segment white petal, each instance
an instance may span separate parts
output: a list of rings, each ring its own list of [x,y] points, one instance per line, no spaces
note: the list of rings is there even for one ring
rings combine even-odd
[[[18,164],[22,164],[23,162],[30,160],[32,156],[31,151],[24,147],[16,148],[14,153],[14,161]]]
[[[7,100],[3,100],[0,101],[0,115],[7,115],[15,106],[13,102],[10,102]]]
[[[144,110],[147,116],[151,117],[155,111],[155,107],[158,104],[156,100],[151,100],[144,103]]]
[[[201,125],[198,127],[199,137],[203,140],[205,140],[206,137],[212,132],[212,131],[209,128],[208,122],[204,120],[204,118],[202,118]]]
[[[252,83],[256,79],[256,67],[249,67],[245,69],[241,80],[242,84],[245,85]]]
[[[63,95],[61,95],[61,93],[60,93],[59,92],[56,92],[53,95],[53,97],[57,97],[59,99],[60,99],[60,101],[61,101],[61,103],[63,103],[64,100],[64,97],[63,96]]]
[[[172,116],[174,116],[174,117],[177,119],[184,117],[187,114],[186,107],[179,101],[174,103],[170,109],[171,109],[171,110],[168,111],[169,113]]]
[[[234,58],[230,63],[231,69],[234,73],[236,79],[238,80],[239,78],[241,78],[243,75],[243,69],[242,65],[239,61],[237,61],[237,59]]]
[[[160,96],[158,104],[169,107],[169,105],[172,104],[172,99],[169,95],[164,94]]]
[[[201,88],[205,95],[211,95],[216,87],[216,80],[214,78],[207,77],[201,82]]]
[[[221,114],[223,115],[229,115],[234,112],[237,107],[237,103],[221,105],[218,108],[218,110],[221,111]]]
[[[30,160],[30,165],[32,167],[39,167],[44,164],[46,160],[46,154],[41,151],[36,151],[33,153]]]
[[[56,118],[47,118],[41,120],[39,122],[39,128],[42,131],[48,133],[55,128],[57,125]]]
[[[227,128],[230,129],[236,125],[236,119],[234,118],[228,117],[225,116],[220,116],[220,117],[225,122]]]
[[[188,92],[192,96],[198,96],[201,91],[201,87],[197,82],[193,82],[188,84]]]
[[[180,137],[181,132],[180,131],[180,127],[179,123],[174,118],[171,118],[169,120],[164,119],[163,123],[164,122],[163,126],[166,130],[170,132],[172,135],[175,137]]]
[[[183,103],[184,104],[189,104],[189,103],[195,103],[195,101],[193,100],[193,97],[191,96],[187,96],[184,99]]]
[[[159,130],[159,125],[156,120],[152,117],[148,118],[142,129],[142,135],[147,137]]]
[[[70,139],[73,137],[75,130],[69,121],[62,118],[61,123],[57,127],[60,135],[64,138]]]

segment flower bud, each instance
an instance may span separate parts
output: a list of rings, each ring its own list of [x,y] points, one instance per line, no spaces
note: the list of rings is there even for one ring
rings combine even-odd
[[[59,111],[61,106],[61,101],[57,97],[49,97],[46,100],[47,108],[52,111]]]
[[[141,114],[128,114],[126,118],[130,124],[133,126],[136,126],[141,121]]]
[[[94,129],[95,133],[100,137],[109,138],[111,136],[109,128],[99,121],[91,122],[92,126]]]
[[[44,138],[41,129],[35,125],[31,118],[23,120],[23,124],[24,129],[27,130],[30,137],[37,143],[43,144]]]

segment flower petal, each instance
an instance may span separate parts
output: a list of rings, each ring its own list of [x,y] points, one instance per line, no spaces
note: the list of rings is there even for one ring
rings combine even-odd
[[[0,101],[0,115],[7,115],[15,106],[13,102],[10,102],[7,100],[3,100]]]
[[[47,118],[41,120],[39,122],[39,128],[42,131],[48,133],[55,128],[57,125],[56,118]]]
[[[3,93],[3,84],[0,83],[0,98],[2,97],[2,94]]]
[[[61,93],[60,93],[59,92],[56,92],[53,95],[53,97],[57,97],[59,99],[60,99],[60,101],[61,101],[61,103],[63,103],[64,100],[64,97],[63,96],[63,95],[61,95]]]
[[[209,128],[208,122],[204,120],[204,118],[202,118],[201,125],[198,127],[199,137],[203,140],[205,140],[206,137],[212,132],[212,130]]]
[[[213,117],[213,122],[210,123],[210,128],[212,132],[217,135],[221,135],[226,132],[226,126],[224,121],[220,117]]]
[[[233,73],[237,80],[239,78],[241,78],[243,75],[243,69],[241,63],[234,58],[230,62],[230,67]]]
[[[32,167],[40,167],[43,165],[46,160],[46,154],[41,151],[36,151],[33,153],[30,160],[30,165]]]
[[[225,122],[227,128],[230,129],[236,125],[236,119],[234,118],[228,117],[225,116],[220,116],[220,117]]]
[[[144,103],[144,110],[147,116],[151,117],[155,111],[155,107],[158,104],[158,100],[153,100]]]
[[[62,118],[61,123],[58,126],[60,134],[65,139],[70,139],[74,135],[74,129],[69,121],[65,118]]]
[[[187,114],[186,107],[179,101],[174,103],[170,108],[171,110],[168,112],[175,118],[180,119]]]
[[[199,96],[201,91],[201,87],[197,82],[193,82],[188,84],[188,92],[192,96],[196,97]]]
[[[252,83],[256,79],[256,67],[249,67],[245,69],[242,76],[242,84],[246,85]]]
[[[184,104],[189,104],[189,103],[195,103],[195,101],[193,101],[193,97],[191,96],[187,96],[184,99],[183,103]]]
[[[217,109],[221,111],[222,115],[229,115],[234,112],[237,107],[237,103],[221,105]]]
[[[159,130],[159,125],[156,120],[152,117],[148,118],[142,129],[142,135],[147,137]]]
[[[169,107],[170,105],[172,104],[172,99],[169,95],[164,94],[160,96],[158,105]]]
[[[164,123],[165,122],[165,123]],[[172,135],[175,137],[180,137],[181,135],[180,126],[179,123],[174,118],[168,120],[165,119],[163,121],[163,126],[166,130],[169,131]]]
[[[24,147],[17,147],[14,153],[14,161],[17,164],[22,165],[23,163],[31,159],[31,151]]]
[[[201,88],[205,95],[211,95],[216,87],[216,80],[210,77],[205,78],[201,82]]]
***
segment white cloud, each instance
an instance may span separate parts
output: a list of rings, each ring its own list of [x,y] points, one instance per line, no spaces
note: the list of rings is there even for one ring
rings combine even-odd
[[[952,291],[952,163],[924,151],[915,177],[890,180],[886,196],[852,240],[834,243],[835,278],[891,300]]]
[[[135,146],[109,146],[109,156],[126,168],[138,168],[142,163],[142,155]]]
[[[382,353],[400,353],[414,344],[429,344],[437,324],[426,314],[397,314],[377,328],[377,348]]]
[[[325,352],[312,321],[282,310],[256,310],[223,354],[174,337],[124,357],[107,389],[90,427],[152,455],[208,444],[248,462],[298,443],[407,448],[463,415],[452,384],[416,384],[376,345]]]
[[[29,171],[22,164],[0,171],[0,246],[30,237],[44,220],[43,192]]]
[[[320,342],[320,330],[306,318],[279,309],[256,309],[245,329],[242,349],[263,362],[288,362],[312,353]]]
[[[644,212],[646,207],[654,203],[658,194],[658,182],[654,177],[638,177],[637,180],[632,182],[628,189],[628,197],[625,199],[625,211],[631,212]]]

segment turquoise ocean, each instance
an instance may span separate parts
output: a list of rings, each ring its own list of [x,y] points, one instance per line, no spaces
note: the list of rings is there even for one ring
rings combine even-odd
***
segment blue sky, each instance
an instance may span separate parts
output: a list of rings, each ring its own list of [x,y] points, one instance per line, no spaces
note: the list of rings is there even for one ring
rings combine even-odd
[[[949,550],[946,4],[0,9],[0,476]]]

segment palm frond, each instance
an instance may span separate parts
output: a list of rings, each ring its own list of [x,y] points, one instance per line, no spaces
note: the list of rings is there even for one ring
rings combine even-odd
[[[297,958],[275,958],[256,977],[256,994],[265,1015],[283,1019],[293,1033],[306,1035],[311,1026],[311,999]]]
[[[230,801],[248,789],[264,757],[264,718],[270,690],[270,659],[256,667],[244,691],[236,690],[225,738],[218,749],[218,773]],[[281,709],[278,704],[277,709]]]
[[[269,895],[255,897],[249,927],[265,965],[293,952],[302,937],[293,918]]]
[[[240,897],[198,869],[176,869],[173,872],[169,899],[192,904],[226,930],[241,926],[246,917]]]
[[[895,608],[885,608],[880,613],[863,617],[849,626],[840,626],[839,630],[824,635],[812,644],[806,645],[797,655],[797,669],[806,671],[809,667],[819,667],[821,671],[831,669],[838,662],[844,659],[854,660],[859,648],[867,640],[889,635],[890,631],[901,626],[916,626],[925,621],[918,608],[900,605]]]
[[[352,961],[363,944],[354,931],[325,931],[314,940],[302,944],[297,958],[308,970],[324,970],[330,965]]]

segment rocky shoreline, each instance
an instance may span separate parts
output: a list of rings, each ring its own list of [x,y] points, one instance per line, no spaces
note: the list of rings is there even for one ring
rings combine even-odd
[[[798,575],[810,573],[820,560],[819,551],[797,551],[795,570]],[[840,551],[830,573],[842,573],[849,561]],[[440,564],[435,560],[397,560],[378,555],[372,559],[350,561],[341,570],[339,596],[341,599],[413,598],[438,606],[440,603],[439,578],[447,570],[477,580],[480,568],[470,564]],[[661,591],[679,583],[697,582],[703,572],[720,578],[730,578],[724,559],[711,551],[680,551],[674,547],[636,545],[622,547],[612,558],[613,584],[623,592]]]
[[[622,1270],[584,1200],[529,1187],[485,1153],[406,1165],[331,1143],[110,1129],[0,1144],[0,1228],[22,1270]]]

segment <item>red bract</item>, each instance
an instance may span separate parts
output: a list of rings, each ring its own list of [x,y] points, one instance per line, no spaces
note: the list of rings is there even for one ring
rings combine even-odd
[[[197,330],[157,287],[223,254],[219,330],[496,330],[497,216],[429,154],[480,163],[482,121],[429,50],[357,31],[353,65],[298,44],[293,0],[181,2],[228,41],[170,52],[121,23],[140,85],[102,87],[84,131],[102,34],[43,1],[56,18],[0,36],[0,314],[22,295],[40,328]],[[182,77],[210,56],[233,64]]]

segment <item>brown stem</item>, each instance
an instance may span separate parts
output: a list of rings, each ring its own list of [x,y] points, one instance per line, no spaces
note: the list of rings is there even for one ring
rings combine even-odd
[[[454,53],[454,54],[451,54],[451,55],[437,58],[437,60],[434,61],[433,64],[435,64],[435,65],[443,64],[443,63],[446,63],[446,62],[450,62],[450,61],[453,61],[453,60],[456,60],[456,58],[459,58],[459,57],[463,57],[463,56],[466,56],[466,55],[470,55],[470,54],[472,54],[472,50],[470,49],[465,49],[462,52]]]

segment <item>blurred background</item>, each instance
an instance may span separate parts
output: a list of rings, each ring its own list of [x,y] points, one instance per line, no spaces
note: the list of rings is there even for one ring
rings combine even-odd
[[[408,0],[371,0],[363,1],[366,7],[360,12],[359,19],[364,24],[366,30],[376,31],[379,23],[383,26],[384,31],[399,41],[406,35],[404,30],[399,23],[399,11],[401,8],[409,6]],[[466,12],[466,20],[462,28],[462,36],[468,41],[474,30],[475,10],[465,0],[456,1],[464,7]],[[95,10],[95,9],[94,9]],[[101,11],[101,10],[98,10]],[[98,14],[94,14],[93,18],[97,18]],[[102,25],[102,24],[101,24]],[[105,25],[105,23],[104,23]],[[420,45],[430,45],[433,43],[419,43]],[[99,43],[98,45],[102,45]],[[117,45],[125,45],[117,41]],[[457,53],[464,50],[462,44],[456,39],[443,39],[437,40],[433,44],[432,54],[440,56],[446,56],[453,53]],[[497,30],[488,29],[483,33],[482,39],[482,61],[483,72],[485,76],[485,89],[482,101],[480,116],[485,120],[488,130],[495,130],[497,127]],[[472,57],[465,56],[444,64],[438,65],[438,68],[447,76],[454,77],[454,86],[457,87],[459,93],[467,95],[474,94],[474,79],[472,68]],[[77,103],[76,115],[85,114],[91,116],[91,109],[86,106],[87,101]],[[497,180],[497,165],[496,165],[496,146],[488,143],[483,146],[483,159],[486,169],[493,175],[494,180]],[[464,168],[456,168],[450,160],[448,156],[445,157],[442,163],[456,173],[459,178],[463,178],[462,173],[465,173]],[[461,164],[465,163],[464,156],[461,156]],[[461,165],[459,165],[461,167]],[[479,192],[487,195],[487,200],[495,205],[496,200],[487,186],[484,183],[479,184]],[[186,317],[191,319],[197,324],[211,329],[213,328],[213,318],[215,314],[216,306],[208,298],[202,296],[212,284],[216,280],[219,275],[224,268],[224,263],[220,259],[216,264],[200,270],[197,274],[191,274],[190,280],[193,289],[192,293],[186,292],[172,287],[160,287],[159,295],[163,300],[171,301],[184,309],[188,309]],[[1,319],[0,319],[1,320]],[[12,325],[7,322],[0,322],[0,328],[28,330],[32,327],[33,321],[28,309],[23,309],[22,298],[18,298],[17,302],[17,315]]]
***
# Task to carry out
Copy out the material word for word, starting with the line that contains "segment flower petal, each instance" and going on through the line that contains "[[[3,93],[3,84],[0,83],[0,98],[2,97],[2,94]]]", both of those lines included.

# Answer to the task
segment flower petal, each instance
an instance may span separate parts
output: a list of rings, each ring its own list of [x,y] points, one instance per line, no spaces
note: the list of rings is there even for one ring
rings combine even-odd
[[[0,101],[0,115],[7,115],[15,106],[13,102],[10,102],[7,100],[3,100]]]
[[[47,118],[41,120],[39,122],[39,128],[42,131],[48,133],[55,128],[57,125],[56,118]]]
[[[3,93],[3,84],[0,83],[0,98],[2,97],[2,94]]]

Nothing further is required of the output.